# Set of tasks
1. In the court passage on film censorship, why did the majority of the Appeal Division of the Supreme Court of Nova Scotia strike down the legislation as ultra vires?
2. Which film did the Amusements Regulation Board place in the rejected classification, according to the court passage on film censorship?

# Provided passage
>>>>>

It is sufficient to say upon the first ground that it is apparent that the legislation in question is confined to regulating transactions that take place wholly within the Province, and are therefore within the sovereign powers
granted to the Legislature in that respect by s. 92 of the British North America Act.
More recently, in commenting on that case and the Home Oil case (supra) Mr. Justice Pigeon had occasion to say in Caloil Inc. v. Attorney General of Canada, at p. 549:
It is to be noted that the Shannon and Home Oil cases both dealt with the validity of provincial regulation of local trades. They hold that provincial authority over transactions taking place wholly within the province is, as a rule, applicable to products imported from another country, or brought in from another province, as well as to local products. However, it must be borne in mind that the division of constitutional authority under the Canadian Constitution often results in overlapping legislation.
It will be seen that, in my opinion, the impugned legislation constitutes nothing more than the exercise of provincial authority over transactions taking place wholly within the province and it applies to the "regulating, exhibition, sale and exchange of films" whether those films have been imported from another country or not.
We are concerned however in this appeal with a decision of the Appeal Division of the Supreme Court of. Nova Scotia in which the majority quite clearly struck down the legislation as ultra vires on the sole ground that it was concerned with morality and as such constituted an invasion of the criminal law field reserved to the exclusive legislative authority of Parliament under s. 91(27) of the B.N.A. Act.
The following passage from the reasons for judgment of the judges concerned serve to indicate the narrow basis on which they proceeded. In my view this is most clearly stated by Mr. Justice Cooper when he says:
Although the Amusements Regulation Board gave no reasons for placing 'Last Tango in Paris' in the so-called rejected classification and thus prohibiting the showing of this film in theatres in this Province I think it clear from the material before us that this action was taken because the film was considered by the Board to offend against acceptable standards of morality.
This leads me to what in my opinion is the sole issue before us in this appeal, namely, has the legislature of this Province power to enact legislation under which a board or any other body or person may, in the interests of public morality, be authorized to prohibit the showing of a film or is the power to enact such legislation solely reserved for the Parliament of Canada? The short answer to this question is that the field of public morals is an aspect of criminal law which falls within the exclusive jurisdiction of the Parliament of Canada under s. 91(27) of the British North America Act, .. .
The same question was answered by Chief Justice MacKeigan in the following terms:
Censorship of this type is obviously directed at obscenity and other immoral exhibitions. Provincial legislation purporting to make such exhibitions offences punishable by prosecution would indisputably be a direct and invalid invasion of the federal criminal field.
Mr. Justice Coffin expressed himself to the same effect saying:
I am limiting my conclusions to the jurisdictional point that the legislation is valid criminal law and I am not entering the field of fundamental freedoms.

<<<<<

[Excerpts from a detection dataset]

>>>>>

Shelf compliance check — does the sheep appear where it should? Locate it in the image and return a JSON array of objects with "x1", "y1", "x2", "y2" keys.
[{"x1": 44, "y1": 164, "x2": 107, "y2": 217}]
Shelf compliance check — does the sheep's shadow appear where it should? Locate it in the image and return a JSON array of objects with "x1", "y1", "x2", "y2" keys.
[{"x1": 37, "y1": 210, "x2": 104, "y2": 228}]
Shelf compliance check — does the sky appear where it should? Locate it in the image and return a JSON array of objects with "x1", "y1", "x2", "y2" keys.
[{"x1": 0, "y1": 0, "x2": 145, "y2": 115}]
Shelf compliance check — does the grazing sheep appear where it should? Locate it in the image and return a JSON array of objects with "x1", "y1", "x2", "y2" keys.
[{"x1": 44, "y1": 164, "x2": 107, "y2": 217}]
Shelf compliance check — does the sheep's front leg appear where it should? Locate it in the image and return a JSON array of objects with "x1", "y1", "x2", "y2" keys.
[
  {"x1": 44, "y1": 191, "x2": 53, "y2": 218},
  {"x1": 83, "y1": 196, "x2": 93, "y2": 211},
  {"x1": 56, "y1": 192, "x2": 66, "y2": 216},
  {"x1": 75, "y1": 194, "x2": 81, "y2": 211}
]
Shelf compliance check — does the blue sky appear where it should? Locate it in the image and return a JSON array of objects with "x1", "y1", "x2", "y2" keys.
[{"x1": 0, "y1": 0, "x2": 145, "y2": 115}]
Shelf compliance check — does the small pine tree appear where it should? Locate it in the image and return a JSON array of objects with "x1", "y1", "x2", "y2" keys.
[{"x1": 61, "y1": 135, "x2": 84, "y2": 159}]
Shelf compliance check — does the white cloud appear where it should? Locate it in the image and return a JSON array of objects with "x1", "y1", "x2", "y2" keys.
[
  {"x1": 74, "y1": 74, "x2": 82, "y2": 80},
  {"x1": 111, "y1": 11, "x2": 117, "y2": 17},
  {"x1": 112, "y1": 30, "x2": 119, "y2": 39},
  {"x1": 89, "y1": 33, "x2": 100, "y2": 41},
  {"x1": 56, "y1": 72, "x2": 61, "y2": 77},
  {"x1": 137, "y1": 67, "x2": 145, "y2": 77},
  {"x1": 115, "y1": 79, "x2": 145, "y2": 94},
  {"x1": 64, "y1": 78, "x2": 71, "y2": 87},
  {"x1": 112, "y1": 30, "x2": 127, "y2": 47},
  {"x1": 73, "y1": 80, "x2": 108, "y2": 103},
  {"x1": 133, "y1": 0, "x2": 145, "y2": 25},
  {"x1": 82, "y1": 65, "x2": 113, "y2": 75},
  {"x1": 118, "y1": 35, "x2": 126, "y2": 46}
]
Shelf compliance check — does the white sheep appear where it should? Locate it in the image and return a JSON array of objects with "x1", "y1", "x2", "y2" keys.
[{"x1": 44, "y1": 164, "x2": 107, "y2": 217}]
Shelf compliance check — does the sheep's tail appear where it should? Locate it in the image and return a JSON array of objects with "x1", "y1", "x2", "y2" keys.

<<<<<

# Task-by-task answers
1. The majority held that the legislation was concerned with morality. That made it an invasion of the criminal law field, which s. 91(27) of the B.N.A. Act reserves to the exclusive legislative authority of Parliament.

2. 'Last Tango in Paris'